[Document excerpt]
__________

/* Majority: (x^y)|(y&z)|(z&x) = (x & z) + ((x ^ z) & y)
#define F3(x,y,z,dest) \
movl z, TMP; \
andl x, TMP; \
addl TMP, dest; \
movl z, TMP; \
xorl x, TMP; \
andl y, TMP; \
addl TMP, dest
Since y is the most recently computed result (it's rotated in the
previous round), I arranged the code to delay its use as late as
possible.
Now you have one more register to play with.

__________

[Provided records]
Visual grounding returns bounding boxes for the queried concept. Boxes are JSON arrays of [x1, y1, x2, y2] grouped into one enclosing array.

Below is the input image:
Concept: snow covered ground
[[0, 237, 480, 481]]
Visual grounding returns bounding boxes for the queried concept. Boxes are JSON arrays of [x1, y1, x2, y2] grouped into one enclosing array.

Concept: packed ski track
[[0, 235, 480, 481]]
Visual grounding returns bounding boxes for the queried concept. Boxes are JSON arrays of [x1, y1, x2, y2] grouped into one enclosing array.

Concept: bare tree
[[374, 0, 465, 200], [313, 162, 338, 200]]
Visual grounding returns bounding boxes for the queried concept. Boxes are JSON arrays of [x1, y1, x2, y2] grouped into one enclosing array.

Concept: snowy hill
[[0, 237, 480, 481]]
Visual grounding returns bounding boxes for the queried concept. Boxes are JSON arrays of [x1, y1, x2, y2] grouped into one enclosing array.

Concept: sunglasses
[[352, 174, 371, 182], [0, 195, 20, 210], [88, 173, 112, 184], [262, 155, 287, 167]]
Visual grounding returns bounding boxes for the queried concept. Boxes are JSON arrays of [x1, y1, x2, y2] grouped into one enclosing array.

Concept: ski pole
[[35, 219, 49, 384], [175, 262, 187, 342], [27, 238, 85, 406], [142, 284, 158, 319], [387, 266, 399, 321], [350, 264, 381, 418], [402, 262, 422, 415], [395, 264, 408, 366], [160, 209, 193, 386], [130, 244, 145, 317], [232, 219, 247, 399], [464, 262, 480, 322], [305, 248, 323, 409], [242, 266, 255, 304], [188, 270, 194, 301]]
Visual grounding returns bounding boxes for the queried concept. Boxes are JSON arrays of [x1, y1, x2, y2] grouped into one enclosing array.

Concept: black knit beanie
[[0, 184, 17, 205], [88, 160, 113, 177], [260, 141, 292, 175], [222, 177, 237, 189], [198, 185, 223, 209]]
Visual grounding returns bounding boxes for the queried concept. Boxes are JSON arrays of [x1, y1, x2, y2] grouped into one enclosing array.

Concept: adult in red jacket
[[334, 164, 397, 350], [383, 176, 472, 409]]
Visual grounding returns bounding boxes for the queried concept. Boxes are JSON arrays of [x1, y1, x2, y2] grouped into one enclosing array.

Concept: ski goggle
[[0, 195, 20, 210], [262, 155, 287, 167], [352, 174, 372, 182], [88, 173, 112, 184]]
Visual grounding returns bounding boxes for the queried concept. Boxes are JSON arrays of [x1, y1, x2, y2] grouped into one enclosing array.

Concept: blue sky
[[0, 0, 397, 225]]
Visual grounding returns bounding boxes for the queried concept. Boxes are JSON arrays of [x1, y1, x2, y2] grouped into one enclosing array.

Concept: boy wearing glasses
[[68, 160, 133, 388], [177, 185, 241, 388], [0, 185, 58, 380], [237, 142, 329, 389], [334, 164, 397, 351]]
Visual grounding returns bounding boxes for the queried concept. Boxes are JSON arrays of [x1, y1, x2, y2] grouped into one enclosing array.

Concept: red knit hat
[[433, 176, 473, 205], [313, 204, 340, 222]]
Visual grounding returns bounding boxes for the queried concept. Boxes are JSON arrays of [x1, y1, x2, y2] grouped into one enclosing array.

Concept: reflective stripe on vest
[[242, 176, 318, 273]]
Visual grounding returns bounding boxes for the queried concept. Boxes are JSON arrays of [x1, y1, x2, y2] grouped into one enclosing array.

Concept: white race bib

__________

[Stated exercise 1]
In the post on the majority-function macro, why is the use of y put off as late as possible?
[Stated exercise 2]
Continue the post on the majority-function macro from where it stops.
The records are not needed for anything asked here.

[Task response 1]
Because y is the most recently computed result, having been rotated in the previous round.

[Task response 2]
A faster way is to unroll 5 iterations and do:
e += F(b, c, d) + K + rol32(a, 5) + W[i ]; b = rol32(b, 30);
d += F(a, b, c) + K + rol32(e, 5) + W[i+1]; a = rol32(a, 30);
c += F(e, a, b) + K + rol32(d, 5) + W[i+2]; e = rol32(e, 30);
b += F(d, e, a) + K + rol32(c, 5) + W[i+3]; d = rol32(d, 30);
a += F(c, d, e) + K + rol32(b, 5) + W[i+4]; c = rol32(c, 30);
then loop over that 4 times each. This is somewhat larger, but
still reasonably compact; only 20 of the 80 rounds are written out
long-hand.